STATED TASK:
Please pull out each line below that contains the word "cluster", and copy every such line in full.

AVAILABLE RECORDS:
— Start —

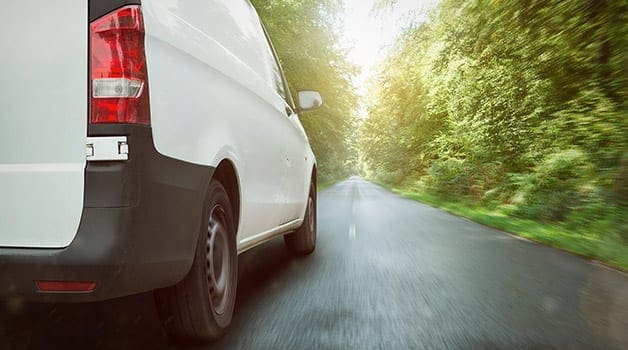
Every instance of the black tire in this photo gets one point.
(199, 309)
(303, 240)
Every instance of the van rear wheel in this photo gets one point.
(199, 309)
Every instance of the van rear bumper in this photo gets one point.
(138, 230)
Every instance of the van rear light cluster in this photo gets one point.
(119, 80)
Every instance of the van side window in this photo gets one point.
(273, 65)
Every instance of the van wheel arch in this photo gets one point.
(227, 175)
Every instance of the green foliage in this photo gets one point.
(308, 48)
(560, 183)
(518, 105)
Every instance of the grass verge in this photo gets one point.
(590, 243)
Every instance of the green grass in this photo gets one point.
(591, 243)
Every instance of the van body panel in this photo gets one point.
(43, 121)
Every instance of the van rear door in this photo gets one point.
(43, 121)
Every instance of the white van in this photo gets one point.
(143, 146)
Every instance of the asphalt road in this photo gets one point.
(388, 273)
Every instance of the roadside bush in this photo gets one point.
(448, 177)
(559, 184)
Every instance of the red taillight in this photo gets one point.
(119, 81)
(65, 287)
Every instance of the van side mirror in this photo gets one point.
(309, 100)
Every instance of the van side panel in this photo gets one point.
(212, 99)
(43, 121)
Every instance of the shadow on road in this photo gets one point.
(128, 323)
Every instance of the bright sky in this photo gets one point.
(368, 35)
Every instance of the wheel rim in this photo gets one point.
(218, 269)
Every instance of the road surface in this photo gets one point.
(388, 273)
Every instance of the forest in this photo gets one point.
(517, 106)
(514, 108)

— End —
— Start —

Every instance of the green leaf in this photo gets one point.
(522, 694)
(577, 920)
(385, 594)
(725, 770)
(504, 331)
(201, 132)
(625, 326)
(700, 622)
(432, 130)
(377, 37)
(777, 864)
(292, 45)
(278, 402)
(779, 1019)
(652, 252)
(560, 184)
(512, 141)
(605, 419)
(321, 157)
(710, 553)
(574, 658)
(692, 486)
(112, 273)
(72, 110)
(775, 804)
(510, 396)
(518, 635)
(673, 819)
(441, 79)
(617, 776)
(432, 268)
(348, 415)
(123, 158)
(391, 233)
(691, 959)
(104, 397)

— End —
— Start —

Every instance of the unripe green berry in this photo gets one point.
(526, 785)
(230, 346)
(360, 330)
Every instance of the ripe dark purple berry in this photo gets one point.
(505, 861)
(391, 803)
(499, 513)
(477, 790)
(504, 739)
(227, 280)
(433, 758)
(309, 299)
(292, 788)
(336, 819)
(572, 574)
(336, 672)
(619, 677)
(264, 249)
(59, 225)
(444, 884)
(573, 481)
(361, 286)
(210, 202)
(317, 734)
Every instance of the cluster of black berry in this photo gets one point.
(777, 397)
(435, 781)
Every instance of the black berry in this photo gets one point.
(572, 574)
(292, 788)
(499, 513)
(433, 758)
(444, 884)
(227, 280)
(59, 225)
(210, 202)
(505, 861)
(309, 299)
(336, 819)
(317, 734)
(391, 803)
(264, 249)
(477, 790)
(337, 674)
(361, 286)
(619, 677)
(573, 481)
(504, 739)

— End —

ANSWER BELOW:
Every instance of the van rear light cluster in this photo gets one point.
Every instance of the cluster of black berry in this photo gets one point.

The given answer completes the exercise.